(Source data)
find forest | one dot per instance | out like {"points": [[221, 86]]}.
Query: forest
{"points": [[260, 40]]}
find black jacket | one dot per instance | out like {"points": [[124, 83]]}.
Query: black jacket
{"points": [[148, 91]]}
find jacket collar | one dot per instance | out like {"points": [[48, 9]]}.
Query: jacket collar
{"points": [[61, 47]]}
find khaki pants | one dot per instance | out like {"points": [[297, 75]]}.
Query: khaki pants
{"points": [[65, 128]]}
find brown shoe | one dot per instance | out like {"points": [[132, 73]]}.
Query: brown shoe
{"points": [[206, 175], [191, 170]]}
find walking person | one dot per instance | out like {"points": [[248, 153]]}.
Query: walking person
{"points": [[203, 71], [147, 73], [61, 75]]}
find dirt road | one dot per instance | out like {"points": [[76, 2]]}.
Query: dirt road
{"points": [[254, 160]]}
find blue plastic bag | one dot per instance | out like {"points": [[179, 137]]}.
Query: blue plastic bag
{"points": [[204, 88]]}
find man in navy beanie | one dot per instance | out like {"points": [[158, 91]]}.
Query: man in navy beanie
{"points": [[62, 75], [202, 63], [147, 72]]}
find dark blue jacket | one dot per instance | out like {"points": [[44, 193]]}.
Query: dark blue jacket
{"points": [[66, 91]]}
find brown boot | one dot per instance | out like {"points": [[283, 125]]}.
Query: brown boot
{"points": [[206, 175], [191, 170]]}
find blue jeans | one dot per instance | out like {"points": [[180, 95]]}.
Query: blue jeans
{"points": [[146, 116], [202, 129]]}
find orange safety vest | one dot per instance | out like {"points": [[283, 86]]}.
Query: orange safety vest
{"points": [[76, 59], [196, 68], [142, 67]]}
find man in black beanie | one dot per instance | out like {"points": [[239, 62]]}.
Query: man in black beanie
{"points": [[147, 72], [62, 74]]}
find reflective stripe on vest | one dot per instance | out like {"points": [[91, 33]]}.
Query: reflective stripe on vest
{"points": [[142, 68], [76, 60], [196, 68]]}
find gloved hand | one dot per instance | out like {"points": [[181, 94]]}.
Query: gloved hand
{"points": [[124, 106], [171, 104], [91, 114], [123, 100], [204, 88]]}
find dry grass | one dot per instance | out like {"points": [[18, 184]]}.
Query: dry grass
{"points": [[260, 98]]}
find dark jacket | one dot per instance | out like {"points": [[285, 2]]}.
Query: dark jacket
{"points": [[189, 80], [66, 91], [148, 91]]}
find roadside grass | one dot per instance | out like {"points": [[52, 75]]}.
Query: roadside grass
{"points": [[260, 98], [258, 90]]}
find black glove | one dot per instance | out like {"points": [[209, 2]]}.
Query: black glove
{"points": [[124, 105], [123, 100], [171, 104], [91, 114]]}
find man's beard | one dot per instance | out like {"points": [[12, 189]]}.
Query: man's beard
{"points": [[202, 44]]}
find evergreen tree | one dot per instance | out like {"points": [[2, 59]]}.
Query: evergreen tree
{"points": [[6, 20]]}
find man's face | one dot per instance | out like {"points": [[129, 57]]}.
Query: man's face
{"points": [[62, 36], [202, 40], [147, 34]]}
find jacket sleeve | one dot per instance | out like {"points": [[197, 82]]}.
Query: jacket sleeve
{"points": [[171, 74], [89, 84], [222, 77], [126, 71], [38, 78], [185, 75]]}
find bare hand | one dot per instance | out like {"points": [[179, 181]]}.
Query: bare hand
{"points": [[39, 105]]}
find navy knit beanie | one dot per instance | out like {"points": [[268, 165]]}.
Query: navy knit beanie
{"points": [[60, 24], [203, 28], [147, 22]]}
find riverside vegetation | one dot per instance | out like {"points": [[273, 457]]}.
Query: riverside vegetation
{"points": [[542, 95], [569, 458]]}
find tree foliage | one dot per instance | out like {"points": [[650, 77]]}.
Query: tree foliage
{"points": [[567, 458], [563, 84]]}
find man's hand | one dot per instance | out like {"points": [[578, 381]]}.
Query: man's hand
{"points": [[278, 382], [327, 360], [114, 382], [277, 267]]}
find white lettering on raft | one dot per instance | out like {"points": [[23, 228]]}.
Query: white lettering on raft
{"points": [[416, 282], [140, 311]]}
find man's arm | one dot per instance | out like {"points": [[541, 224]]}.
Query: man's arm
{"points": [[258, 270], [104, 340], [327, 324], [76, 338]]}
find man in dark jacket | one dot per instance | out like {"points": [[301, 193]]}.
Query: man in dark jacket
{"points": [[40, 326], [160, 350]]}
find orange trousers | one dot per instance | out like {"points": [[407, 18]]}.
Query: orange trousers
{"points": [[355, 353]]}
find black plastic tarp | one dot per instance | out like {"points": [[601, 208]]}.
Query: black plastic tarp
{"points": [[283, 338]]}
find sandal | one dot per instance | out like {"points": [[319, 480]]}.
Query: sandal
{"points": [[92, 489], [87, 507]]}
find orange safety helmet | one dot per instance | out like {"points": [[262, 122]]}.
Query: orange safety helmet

§ **Directive**
Put every line of the entries above into a numbered list, leaving out any blank lines.

§ **Worked answer**
1. find forest | one dot per instance | out like {"points": [[221, 86]]}.
2. Query: forest
3. {"points": [[260, 40]]}
4. find black jacket | one dot per instance | out like {"points": [[124, 83]]}.
5. Query: black jacket
6. {"points": [[148, 91]]}
7. find jacket collar | one dot per instance | out like {"points": [[48, 9]]}.
8. Query: jacket collar
9. {"points": [[61, 47]]}
10. find khaki pants | one dot per instance | out like {"points": [[297, 75]]}.
11. Query: khaki pants
12. {"points": [[65, 128]]}
13. find brown shoe | one dot per instance | out like {"points": [[132, 73]]}.
14. Query: brown shoe
15. {"points": [[206, 175], [191, 170]]}
16. find walking person | one dot per instance | out like {"points": [[248, 153]]}.
17. Query: walking person
18. {"points": [[203, 71], [147, 73], [61, 75]]}
19. find dirt road | one dot per instance | out like {"points": [[76, 2]]}.
20. Query: dirt road
21. {"points": [[254, 160]]}
22. find blue plastic bag | one dot per instance | out like {"points": [[179, 137]]}.
23. Query: blue plastic bag
24. {"points": [[204, 88]]}
25. find man in navy beanie | one dot per instance | out like {"points": [[158, 91]]}.
26. Query: man in navy beanie
27. {"points": [[62, 75], [202, 63], [147, 72]]}
28. find dark blue jacket | one dot per instance | out like {"points": [[44, 193]]}.
29. Query: dark blue jacket
30. {"points": [[66, 91]]}
31. find brown boot | one dot per instance | out like {"points": [[283, 125]]}.
32. Query: brown boot
33. {"points": [[206, 175], [191, 170]]}
34. find blue jeans | one dot per instance | out like {"points": [[180, 95]]}.
35. Query: blue jeans
36. {"points": [[146, 116], [202, 129]]}
37. find orange safety vest | one dot per instance | out like {"points": [[283, 86]]}.
38. Query: orange safety vest
39. {"points": [[76, 59], [196, 68], [142, 67]]}
40. find man in black beanie | one dot per instance | out like {"points": [[239, 62]]}.
41. Query: man in black beanie
42. {"points": [[147, 72], [62, 74]]}
43. find reflective stripe on vest | one dot per instance | out like {"points": [[91, 33]]}.
44. Query: reflective stripe on vest
45. {"points": [[142, 68], [76, 60], [196, 68]]}
46. find gloved hand | one dot per instance | out like {"points": [[181, 94]]}.
47. Query: gloved hand
48. {"points": [[124, 106], [171, 104], [91, 114], [123, 100], [204, 88]]}
49. find dry grass | one dot per instance | out like {"points": [[18, 184]]}.
50. Query: dry grass
51. {"points": [[260, 98]]}
52. find dark jacket | one dot per instance | out like {"points": [[285, 2]]}.
53. Query: dark jacket
54. {"points": [[189, 80], [66, 91], [148, 91]]}
55. find roadside grass | one dot per instance | out like {"points": [[52, 75]]}.
56. Query: roadside grass
57. {"points": [[260, 98], [258, 90]]}
58. find black glove | one dot per instance | out like {"points": [[209, 2]]}.
59. Query: black glove
60. {"points": [[124, 105], [123, 100], [171, 104], [91, 114]]}
61. find man's beard | one dot per instance | out like {"points": [[12, 189]]}.
62. Query: man's beard
63. {"points": [[202, 44]]}
64. find evergreen tree | one dot per instance | out like {"points": [[2, 59]]}.
65. Query: evergreen tree
66. {"points": [[6, 20]]}
67. find man's face | one dot per instance | out like {"points": [[129, 57]]}.
68. Query: man's face
69. {"points": [[62, 36], [202, 40], [147, 34]]}
70. find jacket sleeve | one dot per instance | out like {"points": [[197, 82]]}.
71. Query: jacket sleeve
72. {"points": [[171, 74], [89, 84], [222, 77], [126, 71], [38, 78], [185, 75]]}
73. find bare hand | one dot per instance | out like {"points": [[179, 181]]}.
74. Query: bare hand
75. {"points": [[39, 105]]}
76. find navy knit beanie | one dot per instance | out like {"points": [[268, 165]]}.
77. Query: navy knit beanie
78. {"points": [[60, 24], [203, 28], [147, 22]]}
79. find riverside vegetation | one dot per instance | out like {"points": [[273, 457]]}.
80. Query: riverside vegetation
81. {"points": [[542, 95], [569, 458]]}
82. find tree foliage | one dot per instance | out like {"points": [[650, 77]]}.
83. Query: tree foliage
84. {"points": [[567, 458], [563, 84]]}
85. find man's hand | one dot per instance | out like {"points": [[578, 381]]}.
86. Query: man's hand
87. {"points": [[278, 382], [327, 360], [114, 382], [277, 267]]}
88. find white lettering on raft | one dot per instance | out like {"points": [[23, 228]]}.
89. Query: white lettering on raft
90. {"points": [[416, 282], [140, 311]]}
91. find man's arm | one dot per instance | out like {"points": [[541, 224]]}.
92. Query: man's arm
93. {"points": [[258, 270], [104, 340], [327, 324], [76, 338]]}
94. find man in dark jacket | one dot per instance | out like {"points": [[301, 193]]}.
95. Query: man in dark jacket
96. {"points": [[40, 326], [160, 350]]}
97. find orange trousers | one dot per instance | out like {"points": [[407, 18]]}.
98. Query: orange trousers
99. {"points": [[355, 353]]}
100. find black plastic tarp | one dot per instance | out like {"points": [[601, 208]]}.
101. Query: black plastic tarp
102. {"points": [[283, 338]]}
103. find sandal | one dot per instance | out like {"points": [[319, 480]]}.
104. Query: sandal
105. {"points": [[92, 489], [87, 507]]}
106. find orange safety helmet | one dot per instance | out like {"points": [[262, 122]]}.
107. Query: orange safety helmet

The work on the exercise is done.